■ **Text passage**
Exhibit 2: Parks, Experiences and Products Quarterly Revenues from 1Q20 to 1Q22
Source: Company Financials, February 2022
Domestic parks reported revenue of $4.80bn in the quarter compared to $1.49bn, a year ago and higher by 40% vs. 2019 largely attributed to premium ticket sales along with higher food, beverages and merchandise spending. Additionally, with a marked growth at Hong Kong Disneyland Resort and Disneyland Paris, revenue from international parks more than doubled in the same period.
Revenues from the consumer products segment slow down
Consumer products business was the only exception as it showed signs of a slowdown. Revenue for consumer products fell 9% to $1.57bn after North America and Europe saw a significant number of Disney-branded retail stores shut down in the second half of the fiscal year 2021. In a shift towards e-commerce, Walt Disney had announced the closure of 60 of its brick-and-mortar stores in North America last year.

■ **Exercise requirements**
1/ In the Disney revenue passage, how much revenue did domestic parks report for the quarter?
2/ Write the next part of the Disney revenue passage, picking up after its final sentence.
The records below come from a different source.

■ **Entries supplied**
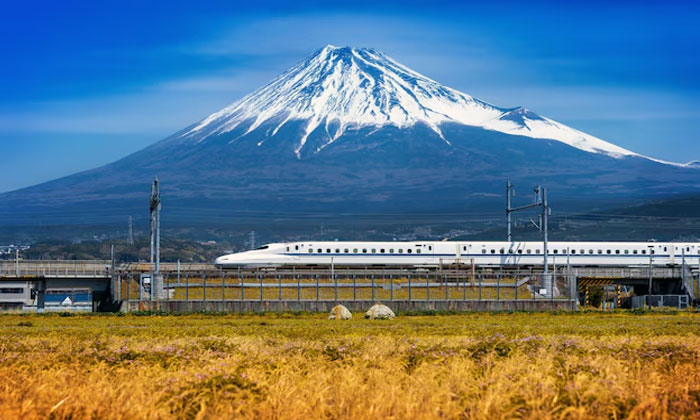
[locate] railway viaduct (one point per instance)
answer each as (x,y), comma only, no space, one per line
(100,286)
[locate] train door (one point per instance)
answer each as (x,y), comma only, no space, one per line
(671,253)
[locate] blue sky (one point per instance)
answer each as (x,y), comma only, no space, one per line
(85,83)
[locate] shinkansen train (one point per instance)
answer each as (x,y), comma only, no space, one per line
(424,253)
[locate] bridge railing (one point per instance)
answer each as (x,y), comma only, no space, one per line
(345,285)
(38,268)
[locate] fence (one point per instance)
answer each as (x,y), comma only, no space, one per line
(24,268)
(673,301)
(367,284)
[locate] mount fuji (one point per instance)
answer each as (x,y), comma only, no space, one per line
(350,130)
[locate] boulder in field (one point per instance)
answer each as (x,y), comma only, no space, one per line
(379,311)
(340,312)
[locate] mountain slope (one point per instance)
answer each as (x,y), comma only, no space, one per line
(337,89)
(351,130)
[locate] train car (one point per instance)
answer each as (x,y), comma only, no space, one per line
(430,253)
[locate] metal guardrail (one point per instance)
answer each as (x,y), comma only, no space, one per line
(69,269)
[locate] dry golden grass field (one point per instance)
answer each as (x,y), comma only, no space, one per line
(535,366)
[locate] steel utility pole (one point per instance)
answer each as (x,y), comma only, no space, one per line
(510,191)
(155,206)
(651,272)
(540,201)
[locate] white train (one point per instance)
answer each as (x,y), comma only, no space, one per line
(425,253)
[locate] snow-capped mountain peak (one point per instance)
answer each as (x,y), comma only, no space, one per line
(337,89)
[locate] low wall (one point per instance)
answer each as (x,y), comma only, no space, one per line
(353,306)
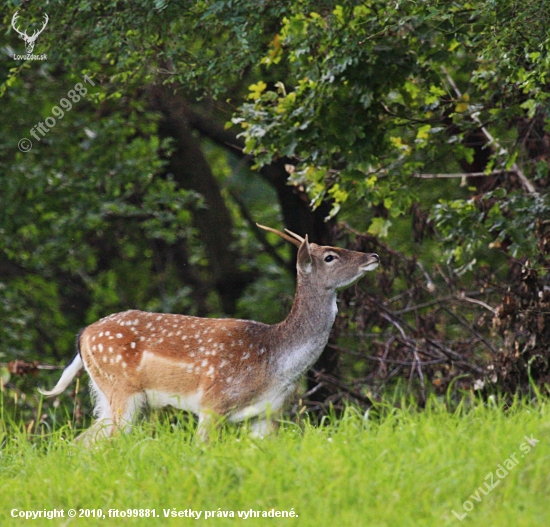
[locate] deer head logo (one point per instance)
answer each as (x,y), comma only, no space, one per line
(29,40)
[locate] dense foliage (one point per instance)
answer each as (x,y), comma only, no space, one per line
(416,129)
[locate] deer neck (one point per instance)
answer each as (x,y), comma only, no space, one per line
(300,339)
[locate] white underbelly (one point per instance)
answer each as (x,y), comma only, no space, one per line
(190,401)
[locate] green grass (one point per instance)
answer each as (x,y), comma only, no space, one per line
(403,468)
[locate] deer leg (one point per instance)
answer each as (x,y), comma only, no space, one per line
(111,415)
(262,427)
(209,423)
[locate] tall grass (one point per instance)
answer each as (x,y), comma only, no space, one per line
(392,467)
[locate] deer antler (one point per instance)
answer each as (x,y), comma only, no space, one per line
(29,40)
(294,238)
(46,19)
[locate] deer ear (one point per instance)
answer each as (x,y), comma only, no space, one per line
(304,257)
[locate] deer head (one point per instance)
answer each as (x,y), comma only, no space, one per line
(237,369)
(29,40)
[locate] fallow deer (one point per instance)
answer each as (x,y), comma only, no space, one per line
(236,369)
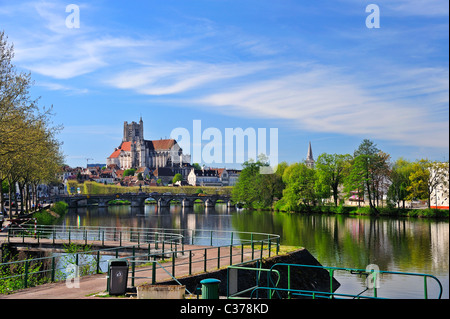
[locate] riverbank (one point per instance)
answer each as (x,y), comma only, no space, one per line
(52,215)
(366,211)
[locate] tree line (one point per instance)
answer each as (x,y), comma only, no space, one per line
(367,174)
(29,151)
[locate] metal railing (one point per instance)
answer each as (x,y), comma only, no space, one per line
(152,244)
(272,288)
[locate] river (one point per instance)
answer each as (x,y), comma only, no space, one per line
(392,244)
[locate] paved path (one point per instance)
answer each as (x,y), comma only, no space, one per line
(94,284)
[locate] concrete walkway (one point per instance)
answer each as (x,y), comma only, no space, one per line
(90,286)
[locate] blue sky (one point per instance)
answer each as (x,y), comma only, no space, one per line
(312,69)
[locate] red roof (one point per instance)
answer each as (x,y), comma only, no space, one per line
(163,144)
(125,146)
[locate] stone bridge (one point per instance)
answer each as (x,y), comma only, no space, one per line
(138,199)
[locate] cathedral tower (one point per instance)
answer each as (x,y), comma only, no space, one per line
(133,132)
(309,157)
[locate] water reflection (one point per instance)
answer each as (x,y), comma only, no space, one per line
(394,244)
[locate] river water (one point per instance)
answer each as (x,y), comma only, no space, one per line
(392,244)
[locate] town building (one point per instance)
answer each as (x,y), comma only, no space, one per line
(135,152)
(309,157)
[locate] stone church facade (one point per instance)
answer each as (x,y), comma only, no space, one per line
(135,151)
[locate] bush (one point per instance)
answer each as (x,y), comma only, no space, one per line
(45,217)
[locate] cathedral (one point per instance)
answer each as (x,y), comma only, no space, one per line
(135,151)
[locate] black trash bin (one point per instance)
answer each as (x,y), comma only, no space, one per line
(118,276)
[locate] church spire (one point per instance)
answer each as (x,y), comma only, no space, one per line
(309,157)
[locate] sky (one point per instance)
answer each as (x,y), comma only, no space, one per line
(312,69)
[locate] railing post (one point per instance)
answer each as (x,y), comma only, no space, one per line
(173,264)
(218,257)
(25,278)
(331,280)
(289,281)
(98,261)
(133,266)
(53,269)
(190,262)
(154,270)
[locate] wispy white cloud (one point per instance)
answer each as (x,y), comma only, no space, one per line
(61,87)
(322,100)
(172,78)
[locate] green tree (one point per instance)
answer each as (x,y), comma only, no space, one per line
(129,172)
(425,177)
(399,177)
(256,190)
(177,178)
(300,190)
(369,170)
(331,171)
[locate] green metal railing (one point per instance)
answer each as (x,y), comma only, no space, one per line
(152,244)
(271,287)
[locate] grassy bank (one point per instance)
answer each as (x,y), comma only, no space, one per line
(93,188)
(52,215)
(381,211)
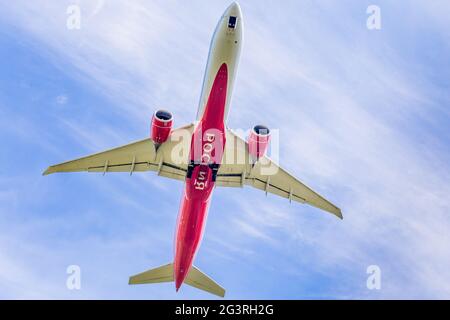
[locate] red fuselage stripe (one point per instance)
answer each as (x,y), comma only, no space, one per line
(207,146)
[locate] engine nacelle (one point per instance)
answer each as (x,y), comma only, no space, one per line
(161,126)
(258,141)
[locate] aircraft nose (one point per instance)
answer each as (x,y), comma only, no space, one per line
(234,10)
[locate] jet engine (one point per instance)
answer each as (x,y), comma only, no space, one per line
(161,126)
(258,141)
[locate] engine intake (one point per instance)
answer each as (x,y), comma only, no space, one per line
(161,126)
(258,141)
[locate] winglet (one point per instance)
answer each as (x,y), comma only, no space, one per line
(48,171)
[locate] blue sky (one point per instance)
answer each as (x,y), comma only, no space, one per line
(363,118)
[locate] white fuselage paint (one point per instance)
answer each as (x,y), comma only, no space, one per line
(225,47)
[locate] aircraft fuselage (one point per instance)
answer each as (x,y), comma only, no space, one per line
(208,139)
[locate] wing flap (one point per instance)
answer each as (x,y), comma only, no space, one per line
(169,160)
(237,170)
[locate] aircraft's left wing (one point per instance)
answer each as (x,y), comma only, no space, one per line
(169,160)
(237,170)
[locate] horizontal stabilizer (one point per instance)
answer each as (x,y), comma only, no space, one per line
(195,278)
(157,275)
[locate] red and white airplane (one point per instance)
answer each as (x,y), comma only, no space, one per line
(204,154)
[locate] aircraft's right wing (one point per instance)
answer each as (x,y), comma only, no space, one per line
(237,170)
(169,160)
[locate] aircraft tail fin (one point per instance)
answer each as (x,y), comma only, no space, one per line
(195,278)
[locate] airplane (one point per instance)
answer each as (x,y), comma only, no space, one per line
(204,154)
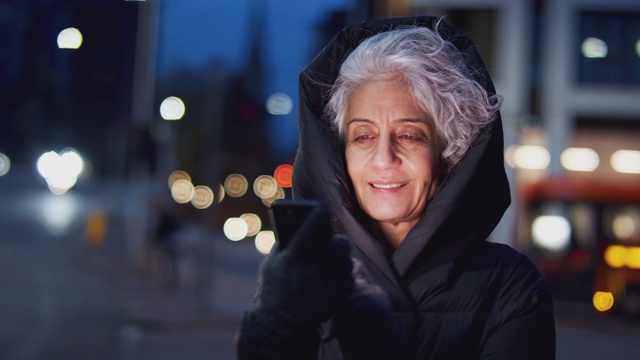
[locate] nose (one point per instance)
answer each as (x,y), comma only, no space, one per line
(385,153)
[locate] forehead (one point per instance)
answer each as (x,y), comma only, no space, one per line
(384,101)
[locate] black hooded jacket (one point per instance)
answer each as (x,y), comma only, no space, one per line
(454,294)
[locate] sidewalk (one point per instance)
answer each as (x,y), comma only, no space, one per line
(197,319)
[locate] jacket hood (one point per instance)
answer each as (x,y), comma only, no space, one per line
(469,202)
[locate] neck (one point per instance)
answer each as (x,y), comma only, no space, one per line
(391,235)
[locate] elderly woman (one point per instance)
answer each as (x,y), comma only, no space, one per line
(400,138)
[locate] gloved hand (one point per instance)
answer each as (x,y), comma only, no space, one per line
(302,285)
(364,326)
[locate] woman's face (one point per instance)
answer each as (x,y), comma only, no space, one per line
(392,154)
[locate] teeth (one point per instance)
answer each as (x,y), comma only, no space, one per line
(387,186)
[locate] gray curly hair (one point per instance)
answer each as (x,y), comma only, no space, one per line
(438,79)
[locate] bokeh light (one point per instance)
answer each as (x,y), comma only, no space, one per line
(278,195)
(172,108)
(70,38)
(626,226)
(551,232)
(265,186)
(279,104)
(61,171)
(254,223)
(532,157)
(282,175)
(236,185)
(614,256)
(202,197)
(603,300)
(235,229)
(182,191)
(265,240)
(594,48)
(177,175)
(626,161)
(5,164)
(579,159)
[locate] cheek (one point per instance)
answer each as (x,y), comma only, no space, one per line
(354,166)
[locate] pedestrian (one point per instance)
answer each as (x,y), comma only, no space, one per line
(401,140)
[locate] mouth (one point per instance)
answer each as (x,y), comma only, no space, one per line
(388,186)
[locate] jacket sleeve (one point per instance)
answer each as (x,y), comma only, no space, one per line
(262,337)
(526,325)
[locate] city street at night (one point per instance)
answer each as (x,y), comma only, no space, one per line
(64,299)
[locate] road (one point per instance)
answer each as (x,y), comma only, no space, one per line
(62,298)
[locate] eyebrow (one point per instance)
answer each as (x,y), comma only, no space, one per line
(401,120)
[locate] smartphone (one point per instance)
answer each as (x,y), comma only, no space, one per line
(287,216)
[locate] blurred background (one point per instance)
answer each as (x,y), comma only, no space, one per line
(142,143)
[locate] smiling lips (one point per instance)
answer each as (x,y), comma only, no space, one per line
(388,186)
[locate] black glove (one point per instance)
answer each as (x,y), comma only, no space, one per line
(302,285)
(364,327)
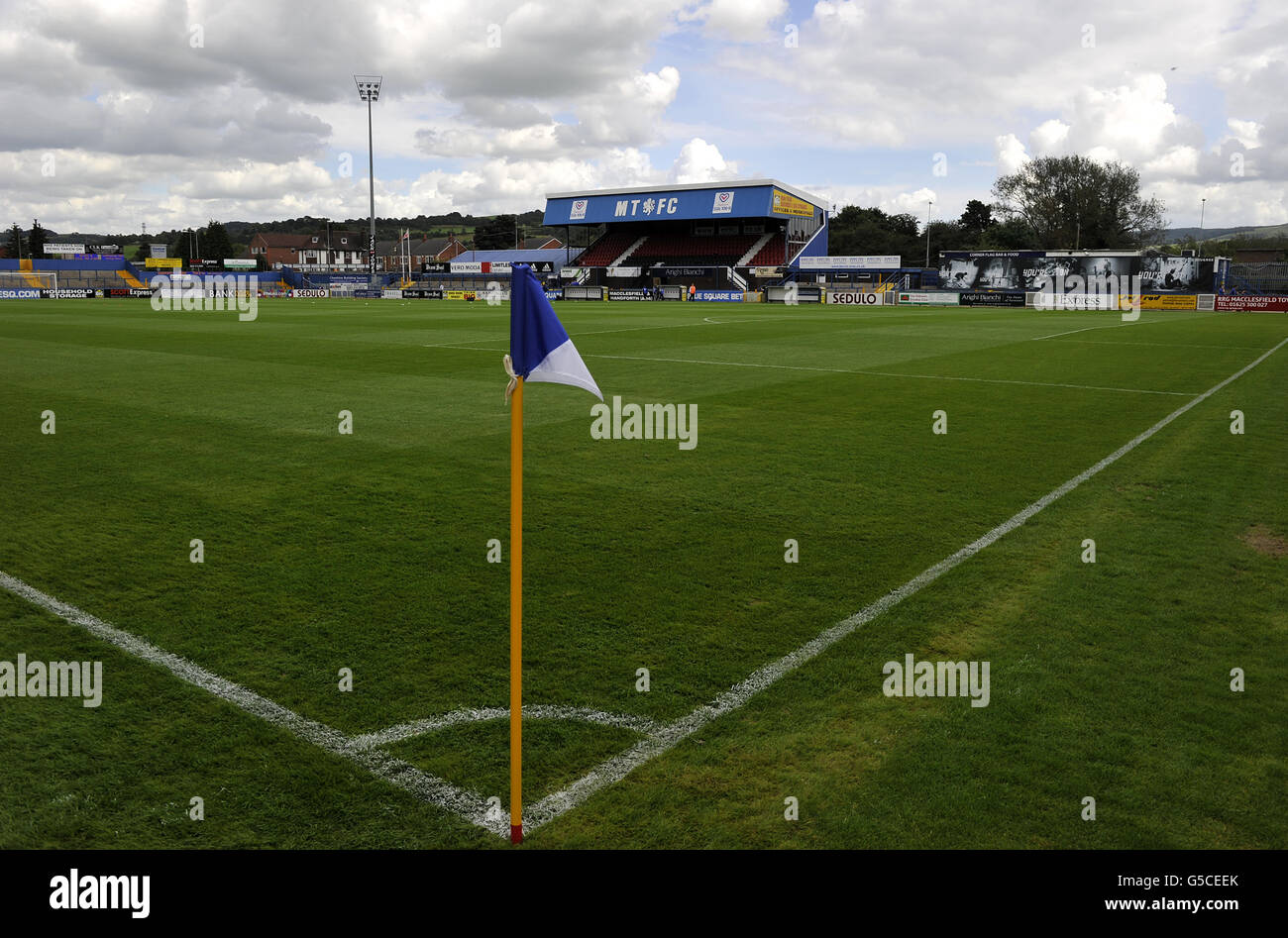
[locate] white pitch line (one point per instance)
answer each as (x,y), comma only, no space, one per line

■ **Answers by item number**
1/ $4.80bn

2/
Disney’s video streaming business gathers steam
On-demand video streaming services became a norm when people were forced to lock themselves inside their houses during the first wave of the pandemic. However, as pandemic fears started to fade and economies around the world began to return to normalcy, the future of video streaming platforms became uncertain. Walt Disney’s direct-to-consumer or video streaming platforms, consisting of Disney+, ESPN+ and Hulu, generated revenues of $4.7bn in the quarter, up 34% from a year ago. However, the segment widened losses by 27% to $593M due to higher programming costs at Disney+ and ESPN+, offset by better results from Hulu.
Exhibit 3: Disney+ and Netflix Subscriber Additions
Source: Reuters Graphics, February 2022
Is Disney eating into Netflix’s share in the streaming wars
While the market leader Netflix added 8.3M subscribers in the quarter, a little over 2-year old Disney+ added 11.8M subscribers in the same period. It also means that once we account for Hulu and ESPN+ (both owned by Disney), the company as a whole has over 196M subscribers which is not too far from Netflix’s 222M subscriber base. Disney attributed much of the increase in subscribers to the growth in existing markets rather than expansion to new ones.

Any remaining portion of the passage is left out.